TO DO -
Reproduce verbatim every line of the data from its beginning through the line containing "positive clicks: (320, 314)", both ends included. Leave the pictures out of your answer.

== == ==

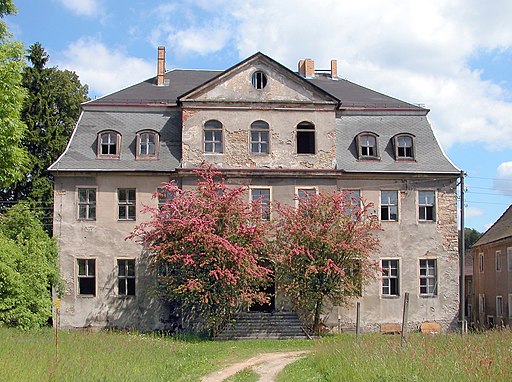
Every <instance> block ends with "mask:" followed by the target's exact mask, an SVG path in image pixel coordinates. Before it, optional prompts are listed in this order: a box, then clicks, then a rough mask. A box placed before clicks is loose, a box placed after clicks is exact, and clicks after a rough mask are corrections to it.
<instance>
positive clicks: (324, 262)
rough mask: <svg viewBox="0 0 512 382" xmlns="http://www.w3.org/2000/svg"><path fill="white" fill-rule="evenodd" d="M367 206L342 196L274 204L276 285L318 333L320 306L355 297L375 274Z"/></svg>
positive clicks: (320, 314) (374, 237) (358, 294)
mask: <svg viewBox="0 0 512 382" xmlns="http://www.w3.org/2000/svg"><path fill="white" fill-rule="evenodd" d="M370 207H371V205H370V204H365V203H363V202H362V201H361V200H360V198H354V197H351V196H350V194H349V193H346V192H336V193H328V194H320V195H310V196H308V197H307V198H305V199H304V200H299V205H298V207H293V206H290V205H279V204H278V205H277V211H278V213H279V218H278V219H277V221H276V224H275V240H274V242H275V246H274V250H273V251H272V253H273V254H274V256H275V277H276V284H277V285H278V286H279V287H280V288H282V289H283V291H284V293H285V295H286V296H288V298H290V300H291V302H292V303H293V304H294V305H295V308H296V309H297V310H298V311H299V312H302V313H305V314H307V315H309V319H310V320H311V316H312V321H313V329H314V331H315V333H317V334H319V331H320V316H321V313H322V310H323V308H324V305H325V304H326V303H328V302H329V303H331V304H343V303H346V302H348V301H349V299H350V298H351V297H353V296H356V295H359V294H360V292H361V288H362V284H363V283H364V282H365V280H367V279H368V278H369V277H372V276H374V274H375V269H376V267H375V264H374V263H373V262H372V261H371V260H370V255H371V254H372V253H373V252H375V251H376V250H377V249H378V247H379V240H378V238H377V237H376V235H375V232H376V230H377V229H379V224H378V221H377V220H376V219H375V217H374V216H370V214H369V213H368V212H369V208H370Z"/></svg>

== == ==

TASK OUTPUT -
Every <instance> block ends with "mask:" followed by the target's exact mask, an SVG path in image pixel coordinates. Before it, optional prompts are listed in this order: a box, then clicks, then a rough mask. A box placed before clicks is loose, a box placed after clicks is exact, and clicks after a rough mask are corrections to it.
<instance>
positive clicks: (324, 262)
rough mask: <svg viewBox="0 0 512 382" xmlns="http://www.w3.org/2000/svg"><path fill="white" fill-rule="evenodd" d="M367 206L342 196L274 204L276 285L318 333L320 306L355 297L375 274Z"/></svg>
positive clicks: (320, 314) (374, 237) (358, 294)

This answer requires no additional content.